**Task details**.
Put the lines below into a numbered list, leaving out any blank lines and the pictures.

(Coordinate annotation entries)
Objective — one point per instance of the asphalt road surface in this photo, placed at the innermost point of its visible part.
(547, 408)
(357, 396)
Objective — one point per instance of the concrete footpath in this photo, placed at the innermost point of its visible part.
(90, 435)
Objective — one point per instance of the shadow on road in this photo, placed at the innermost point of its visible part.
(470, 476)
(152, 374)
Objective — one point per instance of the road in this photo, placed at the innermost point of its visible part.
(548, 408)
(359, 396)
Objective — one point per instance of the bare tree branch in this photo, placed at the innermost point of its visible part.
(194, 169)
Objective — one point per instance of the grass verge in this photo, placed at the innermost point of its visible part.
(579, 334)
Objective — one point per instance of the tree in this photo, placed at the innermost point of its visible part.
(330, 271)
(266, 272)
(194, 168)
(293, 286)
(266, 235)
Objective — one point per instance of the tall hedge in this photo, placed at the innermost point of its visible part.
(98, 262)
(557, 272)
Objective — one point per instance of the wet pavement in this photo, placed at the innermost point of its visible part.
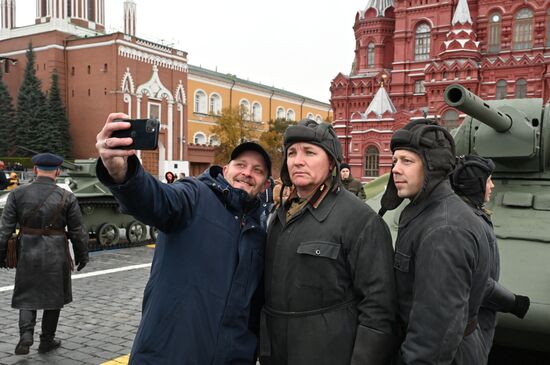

**Result of the task**.
1. Objective — one point per instance of the asphalt road surface in this photo, placed at the innermost point of its visible part.
2. (547, 408)
3. (357, 396)
4. Objective — one point per instance of the concrete footpath in this photo, placed at the innermost point of its visible part.
5. (90, 435)
6. Objective — one point per instance of the shadow on road in this photo, placed at the innermost point of its visible part.
7. (470, 476)
8. (152, 374)
9. Objective — one point per instance of the road in this photo, placed at the innermost point of its visible part.
10. (548, 408)
11. (359, 396)
12. Objective — one point per instance of the bare tree branch in this photo, placed at the innermost point of its visible part.
13. (194, 169)
14. Objective — one point per instance of the grass verge in this photo, placed at the innermost point of its visible part.
15. (579, 334)
16. Objective — one point per instance of the tree in this photo, placed at the innermost point of its visible part.
17. (330, 271)
18. (266, 272)
19. (194, 168)
20. (293, 286)
21. (266, 235)
22. Objective — one point per instance of the tall hedge in this photo, placed at the innermost point of its visible part.
23. (98, 262)
24. (557, 272)
25. Objective — one point per instance of the wet pavement in this photo, placed at the innermost point of its visible part.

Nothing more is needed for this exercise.